- TO DO: Quote the material below word for word, in full.

- INPUT RECORDS:
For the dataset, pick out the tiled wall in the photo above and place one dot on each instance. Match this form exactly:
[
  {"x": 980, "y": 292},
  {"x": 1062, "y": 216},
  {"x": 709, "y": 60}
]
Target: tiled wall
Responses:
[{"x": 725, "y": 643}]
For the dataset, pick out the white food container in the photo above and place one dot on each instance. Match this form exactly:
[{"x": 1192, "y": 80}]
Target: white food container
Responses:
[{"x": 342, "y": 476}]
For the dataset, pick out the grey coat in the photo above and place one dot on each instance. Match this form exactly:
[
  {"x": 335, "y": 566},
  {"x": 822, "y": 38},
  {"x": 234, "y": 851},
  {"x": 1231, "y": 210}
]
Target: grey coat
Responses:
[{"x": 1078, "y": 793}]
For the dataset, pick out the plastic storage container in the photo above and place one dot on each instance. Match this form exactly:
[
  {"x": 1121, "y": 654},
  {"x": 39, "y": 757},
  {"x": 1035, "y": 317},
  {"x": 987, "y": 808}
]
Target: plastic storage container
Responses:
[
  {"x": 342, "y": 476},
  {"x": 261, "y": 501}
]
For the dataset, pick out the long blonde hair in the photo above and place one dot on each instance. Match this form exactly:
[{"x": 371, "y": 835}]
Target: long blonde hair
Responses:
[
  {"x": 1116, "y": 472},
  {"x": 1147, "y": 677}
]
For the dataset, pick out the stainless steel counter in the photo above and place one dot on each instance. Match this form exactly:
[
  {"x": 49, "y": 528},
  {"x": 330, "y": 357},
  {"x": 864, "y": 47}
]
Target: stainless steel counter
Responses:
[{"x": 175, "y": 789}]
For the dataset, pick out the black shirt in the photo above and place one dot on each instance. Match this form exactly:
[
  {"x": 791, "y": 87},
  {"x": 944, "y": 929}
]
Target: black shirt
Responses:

- RESPONSE TO THIS EXERCISE:
For the dataset, pick out the tiled wall in the photo above and place one dot on each instance. Match this form exactly:
[
  {"x": 980, "y": 292},
  {"x": 1062, "y": 216},
  {"x": 709, "y": 60}
]
Target: tiled wall
Responses:
[{"x": 725, "y": 643}]
For the dataset, pick out the white food container in the photo above and place one dot on each instance. Match this form exactly:
[{"x": 1192, "y": 80}]
Target: white food container
Responses:
[{"x": 342, "y": 476}]
For the dataset, pick out the grey coat in the photo above and place one dot on each instance. Match this form exactly:
[
  {"x": 335, "y": 566},
  {"x": 822, "y": 38},
  {"x": 234, "y": 851},
  {"x": 1231, "y": 210}
]
Target: grey coat
Responses:
[{"x": 1078, "y": 793}]
For the dataset, pick out the plastic storage container in the photo above and place one dot on each instance. Match this form exactly:
[
  {"x": 1121, "y": 654},
  {"x": 39, "y": 757},
  {"x": 1035, "y": 317},
  {"x": 987, "y": 808}
]
Target: plastic storage container
Responses:
[
  {"x": 342, "y": 476},
  {"x": 261, "y": 501}
]
For the dataset, pick out the long blonde hair in the photo above and place one dot on each instance. Match this form exactly:
[{"x": 371, "y": 835}]
Target: long blonde hair
Responses:
[
  {"x": 1116, "y": 472},
  {"x": 1147, "y": 677}
]
For the dataset, pick out the stainless steel counter in the photo above and place one dot on each instance. Match this form exactly:
[
  {"x": 49, "y": 528},
  {"x": 330, "y": 357},
  {"x": 864, "y": 47}
]
Target: stainless steel counter
Responses:
[{"x": 175, "y": 789}]
For the dataset, pick out the black shirt in the photo above and place one dot on each instance. Match this form exactly:
[
  {"x": 791, "y": 87},
  {"x": 944, "y": 929}
]
Target: black shirt
Responses:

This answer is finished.